| Task statement |
Find the line in the entries below that contains "Ground eyeglasses in the image above.". Repeat it exactly, and every line after it through the line that contains "Ground wine glass in the image above.".

| Exercise materials |
☆ ☆ ☆ ☆ ☆
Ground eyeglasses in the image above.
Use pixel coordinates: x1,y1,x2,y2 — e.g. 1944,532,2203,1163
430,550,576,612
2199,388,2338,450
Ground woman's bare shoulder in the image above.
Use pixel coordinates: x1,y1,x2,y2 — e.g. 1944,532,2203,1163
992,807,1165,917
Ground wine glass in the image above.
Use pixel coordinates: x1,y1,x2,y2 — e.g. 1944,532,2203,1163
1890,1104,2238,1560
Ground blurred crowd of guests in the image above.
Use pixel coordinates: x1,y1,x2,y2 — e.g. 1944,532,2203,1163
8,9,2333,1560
☆ ☆ ☆ ☆ ☆
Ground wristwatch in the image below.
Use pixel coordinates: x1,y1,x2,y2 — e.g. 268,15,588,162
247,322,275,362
☆ ☆ ☆ ☆ ☆
| Task response |
Ground eyeglasses in the image above.
Use pixel coordinates: x1,y1,x2,y2 — e.g. 1944,532,2203,1163
430,550,576,612
2199,388,2338,450
Ground woman's bare shoulder in the image above.
Use pixel coordinates: x1,y1,x2,y2 — e.g. 1944,532,2203,1163
992,807,1165,917
Ground wine glass in the image above.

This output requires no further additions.